»»
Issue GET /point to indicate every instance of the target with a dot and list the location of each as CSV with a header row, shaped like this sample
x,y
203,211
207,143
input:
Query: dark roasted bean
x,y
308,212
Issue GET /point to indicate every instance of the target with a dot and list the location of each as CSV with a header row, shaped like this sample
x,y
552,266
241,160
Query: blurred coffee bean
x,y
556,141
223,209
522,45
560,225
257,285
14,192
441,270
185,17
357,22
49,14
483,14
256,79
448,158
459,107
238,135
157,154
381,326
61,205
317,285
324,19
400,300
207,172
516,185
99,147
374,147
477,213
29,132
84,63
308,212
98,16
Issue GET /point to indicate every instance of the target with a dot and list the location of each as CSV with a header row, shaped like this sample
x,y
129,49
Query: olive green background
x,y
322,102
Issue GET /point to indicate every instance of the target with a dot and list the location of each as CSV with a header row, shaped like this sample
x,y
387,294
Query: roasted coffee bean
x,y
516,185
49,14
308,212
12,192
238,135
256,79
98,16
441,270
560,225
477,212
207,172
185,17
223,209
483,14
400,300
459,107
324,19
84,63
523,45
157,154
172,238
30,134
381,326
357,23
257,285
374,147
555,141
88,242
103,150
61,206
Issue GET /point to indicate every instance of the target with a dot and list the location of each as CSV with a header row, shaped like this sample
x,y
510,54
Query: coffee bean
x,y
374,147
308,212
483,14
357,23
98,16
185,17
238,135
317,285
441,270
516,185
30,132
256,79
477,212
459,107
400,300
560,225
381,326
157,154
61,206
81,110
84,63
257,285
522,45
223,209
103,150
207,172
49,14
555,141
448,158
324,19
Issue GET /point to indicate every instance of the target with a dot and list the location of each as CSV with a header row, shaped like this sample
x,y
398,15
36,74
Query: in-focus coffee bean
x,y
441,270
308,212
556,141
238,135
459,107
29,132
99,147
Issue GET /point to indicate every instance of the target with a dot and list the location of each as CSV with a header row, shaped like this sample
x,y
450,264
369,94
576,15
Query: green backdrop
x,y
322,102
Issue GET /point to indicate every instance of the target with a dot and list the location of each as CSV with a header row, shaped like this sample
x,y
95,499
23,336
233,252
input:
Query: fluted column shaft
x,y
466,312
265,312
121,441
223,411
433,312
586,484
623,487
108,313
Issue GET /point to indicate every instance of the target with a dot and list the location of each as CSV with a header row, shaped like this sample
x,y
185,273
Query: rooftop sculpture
««
* About this task
Keeping each word as it stands, transcribe every entry.

* Response
Issue GET /point to indicate every instance of the target with a dot and list the location of each as CSV with a header row, shaped like this sample
x,y
203,211
207,143
input:
Query: dark roasted bean
x,y
308,212
Issue GET /point to indicate every instance of the target with a dot and list the location of each as CSV with a header row, shaped like this sample
x,y
552,266
241,160
Query: blurred coffee bean
x,y
556,141
223,209
522,45
560,225
257,285
14,192
441,270
185,17
357,22
49,14
483,14
256,79
448,158
459,107
238,135
157,154
381,326
61,205
317,285
324,19
400,300
207,172
516,185
99,147
374,147
477,213
29,132
84,63
308,212
98,16
Issue GET /point to indicate every instance of the target with a dot and list the location of each as CSV with a header row, shaped like this sample
x,y
129,49
Query: olive green background
x,y
322,102
Issue GET /point to indicate every instance of the target with a dot and list the location of each as CSV with a header row, shaped like this sample
x,y
387,294
Query: roasted coffee bean
x,y
516,185
49,14
308,212
12,192
238,135
256,79
98,16
441,270
560,225
477,212
207,172
185,17
223,209
483,14
400,300
459,107
324,19
84,63
523,45
157,154
172,238
30,134
381,326
357,23
257,285
374,147
555,141
88,242
103,150
61,206
Issue GET /point to indicate every instance of the target with a dot and list the location of each as CSV with a header row, shaped like this sample
x,y
510,54
Query: coffee bean
x,y
374,147
308,212
483,14
357,23
98,16
185,17
238,135
317,285
441,270
516,185
30,132
256,79
477,212
459,107
400,300
560,225
381,326
157,154
61,206
81,110
84,63
257,285
522,45
223,209
103,150
207,172
49,14
555,141
448,158
324,19
Issue GET /point to indicate every instance of the target with a dot and list the location of each as CSV with a header row, shaped like this sample
x,y
398,15
36,74
Query: in-focus coffee bean
x,y
441,270
308,212
556,141
238,135
459,107
29,132
99,147
Issue GET /point to indicate every instance of the target with a dot and list the location of each as CSV with a header row, shaped like this sample
x,y
450,264
369,94
576,15
Query: green backdrop
x,y
322,102
Issue GET /point to indicate every instance of the target with a dot and list the location of each as CSV with a header row, shaped like this sample
x,y
95,499
23,336
233,252
input:
Query: fluted column shaft
x,y
466,312
265,312
121,441
223,411
433,312
586,484
623,487
108,313
Issue GET /point to indicate every instance of the target with a dot and list the location of each as CSV with a header row, shaped like this sample
x,y
185,273
Query: rooftop sculpture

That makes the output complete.